> _Instructions to follow_
Return the whole listing, line for line, without the pictures in it.

=-=-=-=-=

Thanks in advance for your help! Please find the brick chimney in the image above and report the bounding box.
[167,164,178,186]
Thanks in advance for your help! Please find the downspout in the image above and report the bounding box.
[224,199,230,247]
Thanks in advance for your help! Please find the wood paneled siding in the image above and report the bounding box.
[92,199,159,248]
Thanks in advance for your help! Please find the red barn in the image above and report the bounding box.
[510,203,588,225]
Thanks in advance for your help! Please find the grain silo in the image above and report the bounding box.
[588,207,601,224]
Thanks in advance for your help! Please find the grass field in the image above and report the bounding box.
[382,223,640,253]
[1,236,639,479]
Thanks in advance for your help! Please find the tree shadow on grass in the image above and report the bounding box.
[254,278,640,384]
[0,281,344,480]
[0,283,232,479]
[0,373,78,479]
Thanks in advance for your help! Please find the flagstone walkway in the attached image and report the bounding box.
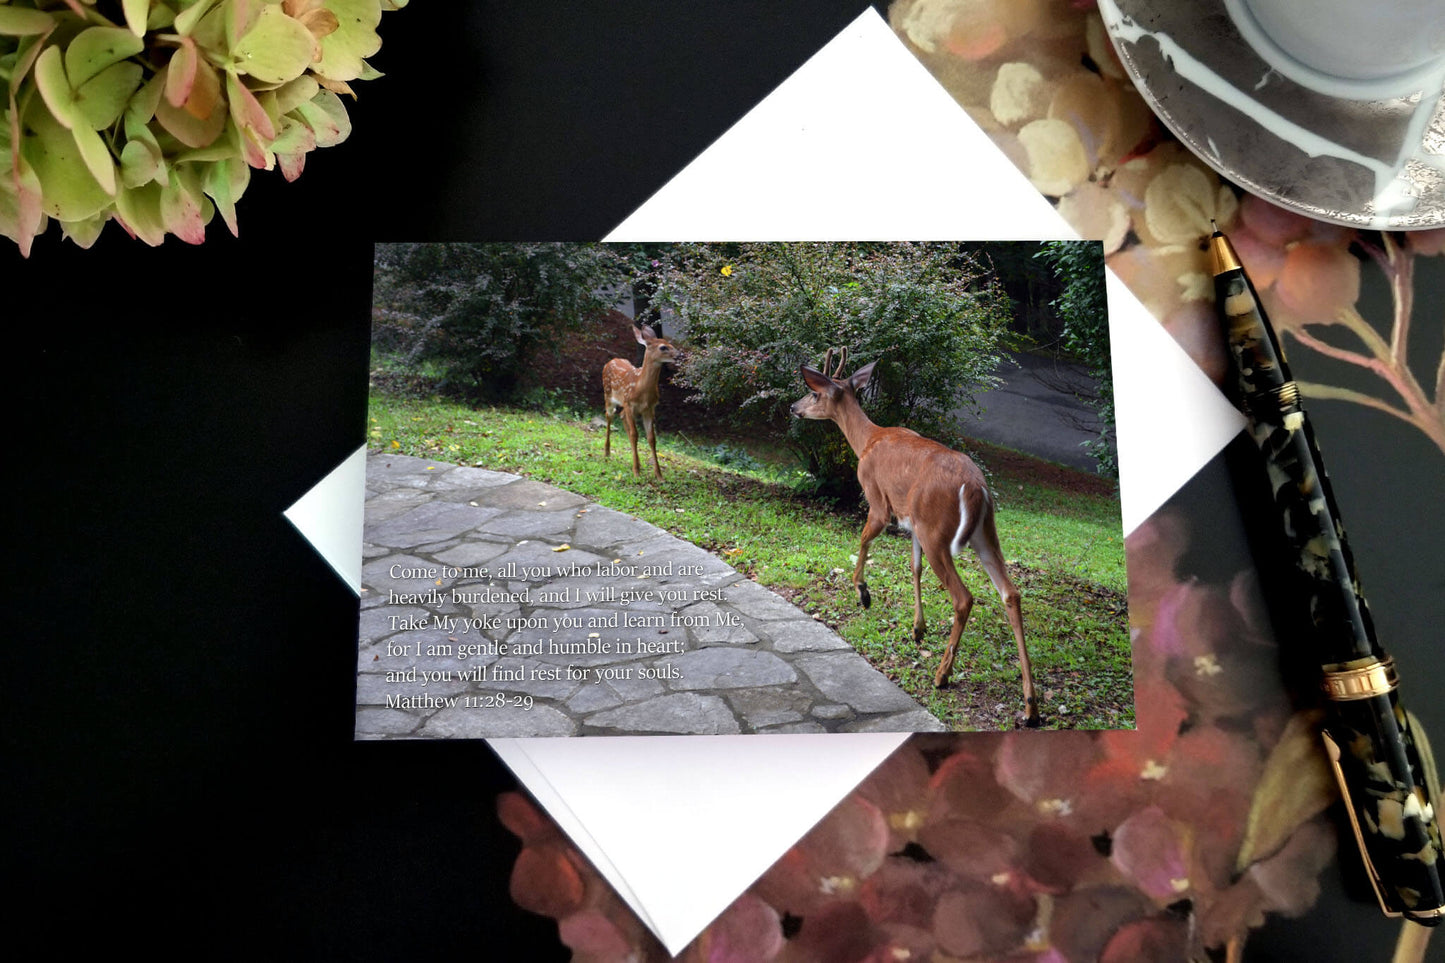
[356,453,945,737]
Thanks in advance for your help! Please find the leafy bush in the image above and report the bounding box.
[706,443,761,472]
[372,242,631,401]
[654,242,1014,497]
[1034,240,1115,476]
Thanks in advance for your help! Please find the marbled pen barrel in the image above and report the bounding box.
[1214,264,1378,665]
[1213,233,1444,924]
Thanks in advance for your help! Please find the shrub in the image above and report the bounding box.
[372,242,631,401]
[1034,240,1115,476]
[707,443,761,472]
[654,242,1014,497]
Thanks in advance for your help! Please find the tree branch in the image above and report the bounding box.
[1290,313,1445,457]
[1296,381,1410,421]
[1381,233,1414,366]
[1298,380,1445,456]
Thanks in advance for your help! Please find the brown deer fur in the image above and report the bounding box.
[602,323,680,479]
[790,355,1039,726]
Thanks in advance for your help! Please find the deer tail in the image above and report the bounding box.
[948,483,985,558]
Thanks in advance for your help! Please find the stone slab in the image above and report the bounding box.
[358,452,945,738]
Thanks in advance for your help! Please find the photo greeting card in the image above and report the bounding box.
[356,239,1130,739]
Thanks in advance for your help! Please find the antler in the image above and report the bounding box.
[820,346,849,379]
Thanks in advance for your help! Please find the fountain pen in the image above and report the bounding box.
[1209,224,1443,925]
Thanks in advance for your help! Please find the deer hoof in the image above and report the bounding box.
[857,582,871,608]
[912,623,926,643]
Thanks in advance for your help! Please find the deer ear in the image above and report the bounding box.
[635,324,658,344]
[848,361,877,393]
[800,365,834,393]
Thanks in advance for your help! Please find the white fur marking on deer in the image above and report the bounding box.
[949,484,970,557]
[789,350,1040,726]
[602,323,681,479]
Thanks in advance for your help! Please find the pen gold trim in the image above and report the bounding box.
[1210,223,1445,925]
[1321,658,1398,701]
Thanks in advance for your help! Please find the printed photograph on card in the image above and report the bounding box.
[357,241,1129,737]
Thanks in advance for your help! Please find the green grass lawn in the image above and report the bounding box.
[368,391,1133,730]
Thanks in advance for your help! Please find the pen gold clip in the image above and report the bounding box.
[1321,730,1399,919]
[1320,709,1445,923]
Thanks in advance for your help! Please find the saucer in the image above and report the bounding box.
[1098,0,1445,230]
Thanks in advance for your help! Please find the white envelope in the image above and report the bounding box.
[290,7,1243,954]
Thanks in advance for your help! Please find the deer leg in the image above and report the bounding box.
[623,408,641,476]
[643,412,661,479]
[925,546,974,688]
[603,397,614,458]
[971,515,1039,727]
[852,512,888,609]
[911,533,926,642]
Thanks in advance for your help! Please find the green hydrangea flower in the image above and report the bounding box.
[0,0,406,255]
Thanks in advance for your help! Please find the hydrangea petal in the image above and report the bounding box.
[64,27,145,88]
[70,123,116,197]
[174,0,222,36]
[59,212,105,248]
[313,0,383,81]
[233,5,317,85]
[122,0,151,36]
[119,137,162,188]
[1235,711,1335,871]
[160,172,207,244]
[165,40,199,108]
[1,109,46,255]
[201,156,248,235]
[296,89,350,147]
[0,6,55,36]
[115,180,167,245]
[154,70,227,149]
[1110,806,1190,901]
[74,62,143,131]
[33,46,81,130]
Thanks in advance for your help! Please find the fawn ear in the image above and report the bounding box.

=-=-=-=-=

> _Answer to the problem_
Thanks in advance for your help! Please find the brick chimney in the image above and report the bounding box.
[167,164,178,186]
Thanks in advance for your help! Please find the downspout in the image above and report the bounding box.
[224,199,230,247]
Thanks in advance for your help! Please find the wood paneled siding in the image above and report the bounding box.
[92,199,159,248]
Thanks in advance for your help! Please find the red barn in the image above and report the bounding box.
[510,203,588,225]
Thanks in advance for your help! Please find the grain silo in the image above and report the bounding box.
[588,207,601,224]
Thanks in advance for your help! Please find the grass field in the image above and report the bounding box.
[382,223,640,253]
[1,236,639,479]
Thanks in advance for your help! Please find the tree shadow on grass in the image above and report the bounding box.
[254,278,640,384]
[0,281,344,480]
[0,283,232,479]
[0,373,78,479]
Thanks in advance for your help! Please find the flagstone walkway in the attached image and report the bounding box.
[356,453,945,737]
Thanks in advance for your help! Please find the leafy bush in the image above and report the bounding box.
[706,443,761,472]
[372,242,631,401]
[654,242,1014,497]
[1034,240,1115,476]
Thanks in advance for your help! Please find the marbled pen barrel in the image above and report the bounding box.
[1214,264,1378,665]
[1213,233,1444,924]
Thanks in advance for your help! Please find the shrub in the image above and report the bounding box.
[372,242,631,401]
[1034,240,1115,476]
[707,443,761,472]
[654,242,1014,497]
Thanks in advance for your help! Please find the tree branch in the image above and report the bounding box.
[1290,313,1445,457]
[1296,381,1410,421]
[1381,233,1414,366]
[1298,380,1445,456]
Thanks in advance for your help! Please find the brown deer fur in the image above and report the bounding box.
[602,323,680,479]
[790,355,1039,726]
Thanks in advance for your help! Please find the deer tail in the image above and report the bounding box.
[948,483,985,558]
Thanks in advance for your help! Please find the stone slab in the image above and report the bounding box.
[358,452,945,738]
Thanks in advance for your help! Please find the photo greeting card in the image above and report the bounding box.
[356,239,1130,739]
Thanks in advance for your help! Please find the antler in the image above and report the bounding box.
[820,346,849,379]
Thanks in advance for your help! Please find the fountain pen in the image above and report the bounding box.
[1209,224,1443,925]
Thanks in advance for your help! Please find the deer hoof in the image above and report the bounding box.
[857,582,871,608]
[912,623,926,643]
Thanks in advance for your help! Please find the deer ear in the image above and report the bounding box.
[635,324,658,344]
[848,361,877,393]
[800,365,834,393]
Thanks in advance for your help! Please find the white fur marking on deer in the image above and report the bounding box.
[949,484,970,557]
[789,350,1040,726]
[602,323,681,479]
Thanks in advance for your help! Please find the pen gold trim in the image above and report the bounding box.
[1210,223,1445,925]
[1321,658,1398,701]
Thanks in advance for your help! Please find the printed photograph on card in the image above and report the bounding box.
[357,241,1129,737]
Thanks in advance for your help! Please find the green grass lawn in the image above and report the bounding box.
[368,391,1133,730]
Thanks in advance for your help! Please find the pen gold clip in the image above and report the bounding box.
[1321,730,1399,919]
[1320,709,1445,923]
Thanks in advance for your help! Please find the saucer in the image above and report the bounding box.
[1098,0,1445,230]
Thanks in advance for your help! Please find the white envelope in the image above and report the bounding box.
[290,7,1243,954]
Thanks in advance for your help! Please find the deer leg in the image above and report the bounding box.
[623,408,641,476]
[643,412,661,479]
[925,546,974,688]
[603,397,614,458]
[971,515,1039,727]
[852,512,888,609]
[911,533,926,642]
Thanks in advance for your help! Please find the green hydrangea flower in the image above and report the bounding box.
[0,0,406,255]
Thanks in advance for your help! Please find the hydrangea petal in the image above and report the bounding box.
[64,27,145,88]
[70,123,116,197]
[174,0,222,36]
[59,212,105,248]
[313,0,383,81]
[233,5,317,85]
[122,0,151,36]
[119,137,162,188]
[1235,711,1335,871]
[160,172,207,244]
[165,40,199,108]
[1,109,46,255]
[201,156,248,235]
[296,89,350,147]
[0,6,55,36]
[115,180,167,245]
[154,70,227,149]
[1110,806,1190,901]
[74,62,143,131]
[33,46,81,130]
Thanks in advance for your help! Please find the fawn ear in the image above and report the bounding box.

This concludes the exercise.